# WORK REQUIRED
Return the entries below verbatim. Pictures stay out.

--- Start RECORDS SHOWN ---

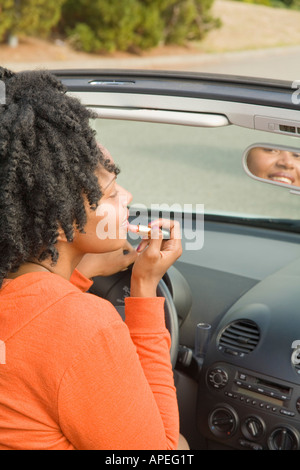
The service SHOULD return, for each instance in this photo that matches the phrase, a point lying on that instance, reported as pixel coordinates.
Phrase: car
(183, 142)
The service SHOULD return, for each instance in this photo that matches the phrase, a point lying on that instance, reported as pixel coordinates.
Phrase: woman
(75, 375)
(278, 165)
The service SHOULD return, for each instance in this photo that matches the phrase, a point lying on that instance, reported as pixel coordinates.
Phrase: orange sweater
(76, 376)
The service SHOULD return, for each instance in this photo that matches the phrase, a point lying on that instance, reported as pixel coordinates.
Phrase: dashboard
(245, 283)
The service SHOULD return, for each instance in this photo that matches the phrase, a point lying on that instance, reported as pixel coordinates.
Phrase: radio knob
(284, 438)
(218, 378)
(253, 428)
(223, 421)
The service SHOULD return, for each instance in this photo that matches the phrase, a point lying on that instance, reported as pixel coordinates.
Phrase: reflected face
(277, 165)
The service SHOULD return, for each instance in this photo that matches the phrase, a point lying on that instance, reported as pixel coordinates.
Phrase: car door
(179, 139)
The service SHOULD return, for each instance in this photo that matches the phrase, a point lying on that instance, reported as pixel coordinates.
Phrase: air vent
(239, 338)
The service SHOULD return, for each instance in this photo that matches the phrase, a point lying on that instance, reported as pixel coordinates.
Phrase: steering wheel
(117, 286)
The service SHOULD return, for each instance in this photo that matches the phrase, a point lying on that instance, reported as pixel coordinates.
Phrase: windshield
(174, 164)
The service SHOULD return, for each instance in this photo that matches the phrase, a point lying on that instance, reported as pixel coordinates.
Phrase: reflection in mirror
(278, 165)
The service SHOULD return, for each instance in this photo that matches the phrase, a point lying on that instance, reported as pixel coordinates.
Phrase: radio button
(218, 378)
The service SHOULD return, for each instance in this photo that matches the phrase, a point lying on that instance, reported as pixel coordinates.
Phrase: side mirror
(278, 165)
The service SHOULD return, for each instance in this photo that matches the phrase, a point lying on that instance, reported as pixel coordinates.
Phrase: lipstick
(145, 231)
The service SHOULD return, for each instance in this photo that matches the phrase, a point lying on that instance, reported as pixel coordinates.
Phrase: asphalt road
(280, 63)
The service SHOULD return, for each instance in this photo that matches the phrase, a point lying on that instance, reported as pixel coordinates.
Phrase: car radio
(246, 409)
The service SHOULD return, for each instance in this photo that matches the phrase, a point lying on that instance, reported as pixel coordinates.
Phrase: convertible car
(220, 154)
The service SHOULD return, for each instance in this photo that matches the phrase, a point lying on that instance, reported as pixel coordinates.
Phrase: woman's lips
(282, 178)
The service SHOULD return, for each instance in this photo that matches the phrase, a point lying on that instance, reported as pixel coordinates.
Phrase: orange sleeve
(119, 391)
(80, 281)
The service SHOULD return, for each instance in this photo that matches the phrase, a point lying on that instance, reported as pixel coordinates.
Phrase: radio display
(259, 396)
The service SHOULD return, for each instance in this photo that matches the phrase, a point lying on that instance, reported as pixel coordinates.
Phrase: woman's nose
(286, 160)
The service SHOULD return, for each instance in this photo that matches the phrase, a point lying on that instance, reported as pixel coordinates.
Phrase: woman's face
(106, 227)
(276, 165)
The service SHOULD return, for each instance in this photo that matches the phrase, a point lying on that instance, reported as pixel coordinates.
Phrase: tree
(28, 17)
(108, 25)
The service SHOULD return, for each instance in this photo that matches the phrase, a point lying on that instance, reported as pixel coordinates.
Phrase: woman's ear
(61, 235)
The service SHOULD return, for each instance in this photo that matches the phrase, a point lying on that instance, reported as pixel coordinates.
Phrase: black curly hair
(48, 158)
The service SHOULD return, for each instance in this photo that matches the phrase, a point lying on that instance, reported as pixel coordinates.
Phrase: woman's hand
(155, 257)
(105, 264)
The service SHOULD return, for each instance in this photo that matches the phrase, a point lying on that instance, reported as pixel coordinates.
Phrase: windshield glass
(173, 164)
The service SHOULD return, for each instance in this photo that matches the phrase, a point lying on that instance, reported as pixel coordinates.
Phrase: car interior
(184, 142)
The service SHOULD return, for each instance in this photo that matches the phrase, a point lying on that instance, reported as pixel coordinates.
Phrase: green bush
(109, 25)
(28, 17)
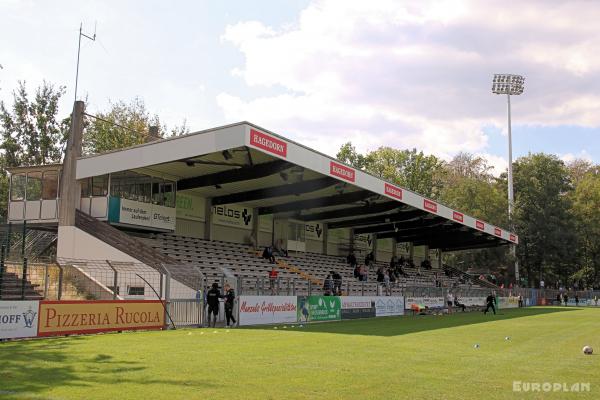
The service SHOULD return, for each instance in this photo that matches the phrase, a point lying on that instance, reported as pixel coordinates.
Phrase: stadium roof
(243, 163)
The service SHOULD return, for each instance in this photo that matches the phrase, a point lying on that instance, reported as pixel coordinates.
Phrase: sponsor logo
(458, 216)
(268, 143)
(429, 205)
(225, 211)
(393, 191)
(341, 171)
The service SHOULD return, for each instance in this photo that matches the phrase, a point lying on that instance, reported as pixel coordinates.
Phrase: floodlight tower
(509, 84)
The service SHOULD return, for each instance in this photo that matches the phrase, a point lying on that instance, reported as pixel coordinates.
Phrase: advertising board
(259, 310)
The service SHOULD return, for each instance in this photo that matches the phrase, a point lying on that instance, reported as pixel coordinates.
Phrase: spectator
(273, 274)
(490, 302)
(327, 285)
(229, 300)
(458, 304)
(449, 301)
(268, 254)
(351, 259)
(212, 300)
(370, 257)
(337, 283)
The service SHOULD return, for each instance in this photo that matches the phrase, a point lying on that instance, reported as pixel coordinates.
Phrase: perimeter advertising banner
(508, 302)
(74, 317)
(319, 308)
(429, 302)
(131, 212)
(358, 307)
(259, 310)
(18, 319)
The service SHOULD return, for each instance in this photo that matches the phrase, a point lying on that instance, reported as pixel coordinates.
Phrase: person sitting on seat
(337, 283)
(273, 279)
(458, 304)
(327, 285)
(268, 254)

--- End RECORDS SHOWN ---

# FULL RESPONSE
The service SHOULD return, for each instance in this photo that matches the phrase, a point lying on that instance, reported as pixel coordinates.
Phrase: car
(183, 142)
The service SHOULD return, for each instance in this photo that matches the phrase, a point lying on that instance, reported as pixel coordinates.
Phrase: woman
(75, 375)
(278, 165)
The service SHOULD return, for each instance in this photo that matches the phrase, a point lying on that instance, reported as pixel coordinates.
Phrase: orange sweater
(76, 376)
The service SHOULD return, for each instance in this photo that matches the phrase, a point lying on that instance, reported as pixel coordinates.
Phrase: dashboard
(245, 283)
The service SHOULD return, for each instance in this photo that matches the phrase, a point lying on that instance, reported as pixel coordinates.
Phrase: radio knob
(284, 438)
(218, 378)
(253, 428)
(223, 421)
The service SHOULD return, for each instance in this photo that matches the phrase, a point lying on that instance, reported as pixel coordinates.
Phrase: reflected face
(277, 165)
The service SHOULD return, for each instance in this photo that matches the phrase, a point lying on that instance, reported as pixel coordinates.
Phrase: car door
(179, 139)
The service SHOULD return, for each instance in this photo that matches the phrase, a point lying on that instance, reported as pixel coordinates.
Phrase: air vent
(239, 338)
The service SHOULD return, for each instance in this photo that matches the phrase, a point lying on that instance, reported as pixel coordinates.
Phrase: steering wheel
(117, 286)
The service SHOULD return, for each instance in this photo that matches the phrase, a point lying on that instance, reported as pixel coordinates.
Phrase: windshield
(174, 164)
The service SHOULD return, for each instance in this photo that matches the phrase, a point lying on that instance, reported as pixel coordinates.
Phrase: reflection in mirror
(278, 165)
The service SHOULD return, for each instance in this photo that matches the phrase, a point lying on that instance, reported as pixel coordinates.
Phrase: radio button
(218, 378)
The service SHOULD return, for each instance in this photo that matches the phrase, a point lying on that instance, reported as pixel coordinates.
Phrase: side mirror
(278, 165)
The service SHOULD return, for each instance in this photo that matches the phrase, a point lying on that instance, reported as pixel coordinates.
Phrase: lipstick
(145, 231)
The service SHOULD return, for each instance in this photo that matches the phrase, a point lying on that instance, reported as pixel coordinates.
Phrase: asphalt road
(280, 63)
The service SHOULD return, for each instance in this photo that matches the phrase, a point lying on that instance, reported as pixel coordinates.
Phrase: car radio
(246, 409)
The service SHOULD return, for each instance in this photo that matches the phrase, a point lying on that instance, reported as pixel coordinates.
Phrase: convertible car
(220, 154)
The service SHOULD return, for each instance in this photo that matches the phrase, a point lying on that instance, reported as pixel coordinates.
Phrase: woman's lips
(282, 178)
The service SHOULD return, for each instance in this photo that matches the phrase, a point lying on that instance, reported as pixel coordinates.
Phrase: orange sleeve
(119, 391)
(80, 281)
The service SHOULD return, for each instance in this photo that matches the phrase, a point lying on that instance, reported as pixel coordinates.
Phrase: radio display
(259, 396)
The service SHOULD return, for each instance in this photo that matches the phrase, a point lying on that instance, reported as pixel coordinates.
Phrase: woman's nose
(286, 160)
The service SHOULD return, for each instance in this photo that matches the phrase, a point lying on that instance, reported as pixel coordinates.
Phrase: woman's face
(106, 227)
(276, 165)
The service SHOULD return, for each instance in this photo that matches the phrase, a point lying on that instance, reported as pixel coordinates.
Phrase: tree
(28, 17)
(108, 25)
The service SHOULD return, for each instance in this photo that matches the phrase, a point lying on that instance, reported as pixel coordinates.
Phrase: woman's ear
(61, 235)
The service SHOULD return, for each instance in this photo that matches the phrase, a point lying on that instance, reported as pixel coordinates.
Phrase: black curly hair
(48, 158)
The service SHOULD return, for each instance in this photo that matches the phrase, a point lying on that instance, reported as pixel coordinates.
Phrase: woman's hand
(155, 257)
(105, 264)
The service SHOULD return, for each instance in this photo that matches the phrase, a point lying on that instance, reported as pixel coordinates.
Phrase: windshield glass
(173, 164)
The service SHOULD return, for each instance in this photo that matches the phrase, a point lying on that instance, reported as pixel coordinates.
Phrase: car interior
(184, 142)
The service SHOULD return, for each instance in this photo that matches the phrase, a point lying on that instance, reported as pixel coordinates.
Phrase: green bush
(109, 25)
(28, 17)
The service SHOULD return, for each instance in this photo that matches the phrase, a point lying on that instance, reported as pixel coordinates.
Phrase: stadium roof
(243, 163)
The service SHOULD return, for each instance in this photo that matches the phrase, a point lying on that instance, reported as pixel coordinates.
Phrase: sponsor logo
(458, 216)
(268, 143)
(429, 205)
(225, 211)
(393, 191)
(341, 171)
The service SHOULD return, for each instance in this photo that matches the phrase, a point lying on that instance, reported as pixel coordinates.
Phrase: floodlight tower
(509, 84)
The service SHOULD return, for each instance in this photo that matches the phrase, a point lying on that instance, reported as pixel coordinates.
Phrase: advertising board
(259, 310)
The service SHOULD return, for each instance in this photo that matches the phrase, a point lying on that instance, reported as pixel coordinates.
Phrase: spectator
(273, 274)
(490, 302)
(327, 285)
(229, 300)
(458, 304)
(449, 301)
(268, 254)
(351, 259)
(212, 300)
(370, 257)
(337, 283)
The service SHOULD return, for each instance in this photo that matches the phrase, a point lying on that instance, reported as pixel coordinates.
Phrase: perimeter advertising banner
(508, 302)
(74, 317)
(319, 308)
(429, 302)
(131, 212)
(358, 307)
(259, 310)
(18, 319)
The service SHOULD return, for each instance in this photo that matches the phrase, a point lying on that instance, reported as pixel coordinates.
Phrase: person sitting on seat
(337, 283)
(273, 279)
(458, 304)
(327, 285)
(268, 254)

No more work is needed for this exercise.